● **WORK REQUEST**:
Images do not belong in the copy. Retype the entries exactly.

● **TASK INPUT**:
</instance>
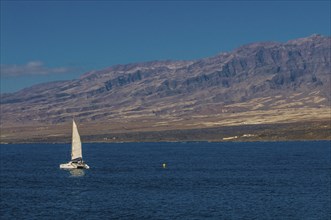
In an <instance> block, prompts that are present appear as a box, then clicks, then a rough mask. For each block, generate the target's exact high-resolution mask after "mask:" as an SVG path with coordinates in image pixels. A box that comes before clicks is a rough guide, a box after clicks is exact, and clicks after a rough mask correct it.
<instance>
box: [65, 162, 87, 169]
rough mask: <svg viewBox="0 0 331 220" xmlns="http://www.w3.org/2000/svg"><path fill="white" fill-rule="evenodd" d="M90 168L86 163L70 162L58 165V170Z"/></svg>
mask: <svg viewBox="0 0 331 220" xmlns="http://www.w3.org/2000/svg"><path fill="white" fill-rule="evenodd" d="M89 168H90V167H89V166H88V165H87V164H86V163H74V162H72V161H70V162H68V163H64V164H60V169H89Z"/></svg>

● **RESULT**:
</instance>
In an <instance> block, prompts that are present appear as a box, then clicks, then a rough mask. For each block, generate the target's exact high-resolution mask after "mask:" as an SVG path with coordinates in image pixels. A box that comes before clicks is a rough guide, a box after clicks is exact, and clicks after a rough mask correct it.
<instance>
box: [65, 162, 87, 169]
rough mask: <svg viewBox="0 0 331 220" xmlns="http://www.w3.org/2000/svg"><path fill="white" fill-rule="evenodd" d="M90 168L86 163L70 162L58 165V170Z"/></svg>
mask: <svg viewBox="0 0 331 220" xmlns="http://www.w3.org/2000/svg"><path fill="white" fill-rule="evenodd" d="M89 168H90V167H89V166H88V165H87V164H86V163H74V162H72V161H70V162H68V163H64V164H60V169H89Z"/></svg>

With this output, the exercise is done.